===== GIVEN INFORMATION

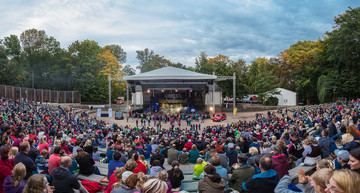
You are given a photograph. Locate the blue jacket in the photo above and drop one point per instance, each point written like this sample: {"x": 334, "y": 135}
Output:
{"x": 113, "y": 164}
{"x": 263, "y": 182}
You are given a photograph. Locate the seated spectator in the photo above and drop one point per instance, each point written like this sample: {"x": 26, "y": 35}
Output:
{"x": 25, "y": 159}
{"x": 266, "y": 181}
{"x": 115, "y": 163}
{"x": 62, "y": 179}
{"x": 140, "y": 166}
{"x": 96, "y": 154}
{"x": 279, "y": 162}
{"x": 86, "y": 163}
{"x": 198, "y": 169}
{"x": 42, "y": 163}
{"x": 37, "y": 183}
{"x": 347, "y": 140}
{"x": 216, "y": 162}
{"x": 157, "y": 156}
{"x": 317, "y": 184}
{"x": 154, "y": 185}
{"x": 344, "y": 181}
{"x": 254, "y": 154}
{"x": 88, "y": 147}
{"x": 212, "y": 181}
{"x": 184, "y": 157}
{"x": 231, "y": 154}
{"x": 354, "y": 160}
{"x": 155, "y": 168}
{"x": 54, "y": 160}
{"x": 242, "y": 173}
{"x": 312, "y": 152}
{"x": 342, "y": 159}
{"x": 129, "y": 186}
{"x": 15, "y": 183}
{"x": 194, "y": 154}
{"x": 324, "y": 143}
{"x": 175, "y": 176}
{"x": 266, "y": 149}
{"x": 163, "y": 175}
{"x": 5, "y": 165}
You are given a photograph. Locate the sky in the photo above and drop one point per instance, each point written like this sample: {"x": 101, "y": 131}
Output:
{"x": 179, "y": 30}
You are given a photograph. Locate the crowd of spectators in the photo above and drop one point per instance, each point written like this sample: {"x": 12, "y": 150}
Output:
{"x": 43, "y": 146}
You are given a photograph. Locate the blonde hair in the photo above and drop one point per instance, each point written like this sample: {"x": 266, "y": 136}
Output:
{"x": 347, "y": 180}
{"x": 154, "y": 186}
{"x": 19, "y": 173}
{"x": 321, "y": 176}
{"x": 253, "y": 151}
{"x": 35, "y": 184}
{"x": 347, "y": 137}
{"x": 87, "y": 143}
{"x": 163, "y": 175}
{"x": 13, "y": 151}
{"x": 43, "y": 139}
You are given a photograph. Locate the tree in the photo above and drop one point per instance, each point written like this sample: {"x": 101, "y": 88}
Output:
{"x": 341, "y": 58}
{"x": 117, "y": 51}
{"x": 128, "y": 70}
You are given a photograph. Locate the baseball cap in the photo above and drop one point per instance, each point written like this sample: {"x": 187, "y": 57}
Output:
{"x": 343, "y": 154}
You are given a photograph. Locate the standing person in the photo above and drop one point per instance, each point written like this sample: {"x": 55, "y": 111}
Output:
{"x": 266, "y": 181}
{"x": 33, "y": 153}
{"x": 324, "y": 143}
{"x": 54, "y": 159}
{"x": 86, "y": 163}
{"x": 354, "y": 160}
{"x": 157, "y": 156}
{"x": 212, "y": 181}
{"x": 115, "y": 163}
{"x": 193, "y": 154}
{"x": 173, "y": 154}
{"x": 63, "y": 180}
{"x": 242, "y": 173}
{"x": 344, "y": 181}
{"x": 5, "y": 166}
{"x": 25, "y": 159}
{"x": 15, "y": 183}
{"x": 38, "y": 184}
{"x": 279, "y": 162}
{"x": 231, "y": 154}
{"x": 175, "y": 175}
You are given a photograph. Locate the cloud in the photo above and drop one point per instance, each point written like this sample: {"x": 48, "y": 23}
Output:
{"x": 178, "y": 30}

==========

## PROBLEM
Begin at the line that has "You are given a photograph. Locate the cloud" and stop after the last line of the material, then write out those lines again, requests included. Multiply every coordinate in the answers by 1.55 and round each result to a whole number, rounding halves up, but leave the numbers in the requests unchanged.

## ANSWER FOR THE TASK
You are given a photograph. Locate the cloud in the photo above and drop one point per instance, each point written like this sample: {"x": 48, "y": 23}
Output:
{"x": 276, "y": 47}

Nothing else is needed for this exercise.